Im Wohnzimmer fliegen die Fetzen

Wiebelskirchen · Der junge Theaterverein Spieltrieb brachte das ambitionierte Stück „Eine Familie“ von Tracy Letts nach Wiebelskirchen - und siegte auf ganzer Linie.

 Der Waldmohrer Theaterverein „Spieltrieb“ gastierte an zwei Tagen mit großen Erfolg mit dem Stück „Eine Familie“ im Kulturhaus Wiebelskirchen. Foto: Jörg Jacobi

Der Waldmohrer Theaterverein „Spieltrieb“ gastierte an zwei Tagen mit großen Erfolg mit dem Stück „Eine Familie“ im Kulturhaus Wiebelskirchen. Foto: Jörg Jacobi

Foto: Jörg Jacobi

Wohl dem, der eine Familie hat: Menschen, die einem sagen, dass man zu faul, zu verpeilt, zu egoistisch ist und zu allem Überfluss auch noch die falsche Frisur hat. Ivy zum Beispiel. Die hat sich die Haare glätten lassen. Was ihrer Mutter Violett übel aufstößt. Wie überhaupt das ganze Kind, das sich nie schminkt oder mal was Nettes anzieht und sich dann auch bitteschön nicht wundern muss, wenn es nie einen Mann abkriegt - Ende der Standpauke. Solche Szenen gehören zum Alltag der Familie Weston. Die hat Autor Tracy Letts als Prototyp einer amerikanischen Mittelstandsfamilie angelegt, ein Clan, der sich am liebsten selbst zerfleischt und sich bis zum Ende des langen Abends gründlich demontiert hat. Was die Zuschauer im Kulturhaus Wiebelskirchen auf hohem Niveau unterhielt, ihnen aber auch einiges abverlangte.

Belohnt für diese emotionale Tortur wurden sie mit prägnanten Charakterdarstellungen, intelligentem Humor und saftigen Dialogen, die Regisseurin Sibille Sandmayer in ein spießiges Wohnzimmerambiente einbettet. In einem Prolog aus dem Off outet sich der Hausherr, ein gescheiterter Dichter, als Trinker. Seine Gattin Violet ist tablettensüchtig. Ob und wie das eine das andere bedingt, bleibt offen. Fakt ist: Der Mann ist verschwunden. Woraufhin Violet die Familie zusammen trommelt.

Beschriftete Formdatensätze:
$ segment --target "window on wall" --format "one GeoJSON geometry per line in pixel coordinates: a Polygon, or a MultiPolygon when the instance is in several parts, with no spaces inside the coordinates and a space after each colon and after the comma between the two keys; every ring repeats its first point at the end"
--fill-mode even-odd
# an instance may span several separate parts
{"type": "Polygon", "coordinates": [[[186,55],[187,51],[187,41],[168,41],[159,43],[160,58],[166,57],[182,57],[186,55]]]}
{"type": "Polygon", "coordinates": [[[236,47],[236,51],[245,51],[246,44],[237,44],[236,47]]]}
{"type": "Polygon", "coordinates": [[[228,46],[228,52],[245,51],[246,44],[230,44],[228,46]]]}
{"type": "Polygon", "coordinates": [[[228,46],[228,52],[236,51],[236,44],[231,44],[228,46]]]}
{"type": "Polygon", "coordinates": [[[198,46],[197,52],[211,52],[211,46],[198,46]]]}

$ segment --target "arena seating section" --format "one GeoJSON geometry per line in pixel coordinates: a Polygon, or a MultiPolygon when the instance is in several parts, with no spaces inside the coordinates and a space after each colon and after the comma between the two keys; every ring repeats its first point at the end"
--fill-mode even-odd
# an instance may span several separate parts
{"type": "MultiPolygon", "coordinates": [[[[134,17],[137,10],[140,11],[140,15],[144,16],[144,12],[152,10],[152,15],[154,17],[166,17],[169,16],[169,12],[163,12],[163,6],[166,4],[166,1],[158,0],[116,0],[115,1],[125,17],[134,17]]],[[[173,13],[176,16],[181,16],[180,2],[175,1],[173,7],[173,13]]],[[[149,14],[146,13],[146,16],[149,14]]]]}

• AUFGABEN:
(A) Beantworte anhand der Theaterkritik diese Fragen:
(i) Wie heißt der Theaterverein, der das Stück nach Wiebelskirchen brachte?
(ii) Wer führte bei der Inszenierung Regie?
(iii) Wovon ist die Gattin des Hausherrn abhängig?
(B) Kannst du den Abschnitt der Theaterkritik wortgetreu wiederholen, der mit „Wohl dem, der“ beginnt und sich bis „auch einiges abverlangte.“ erstreckt?
(C) Womit wurden die Zuschauer laut der Theaterkritik für die emotionale Tortur belohnt? Nenne alles.

• DIE ANTWORTEN:
(A)
(i) Spieltrieb
(ii) Sibille Sandmayer
(iii) Von Tabletten

(B)
Wohl dem, der eine Familie hat: Menschen, die einem sagen, dass man zu faul, zu verpeilt, zu egoistisch ist und zu allem Überfluss auch noch die falsche Frisur hat. Ivy zum Beispiel. Die hat sich die Haare glätten lassen. Was ihrer Mutter Violett übel aufstößt. Wie überhaupt das ganze Kind, das sich nie schminkt oder mal was Nettes anzieht und sich dann auch bitteschön nicht wundern muss, wenn es nie einen Mann abkriegt - Ende der Standpauke. Solche Szenen gehören zum Alltag der Familie Weston. Die hat Autor Tracy Letts als Prototyp einer amerikanischen Mittelstandsfamilie angelegt, ein Clan, der sich am liebsten selbst zerfleischt und sich bis zum Ende des langen Abends gründlich demontiert hat. Was die Zuschauer im Kulturhaus Wiebelskirchen auf hohem Niveau unterhielt, ihnen aber auch einiges abverlangte.

(C) Prägnante Charakterdarstellungen, intelligenter Humor und saftige Dialoge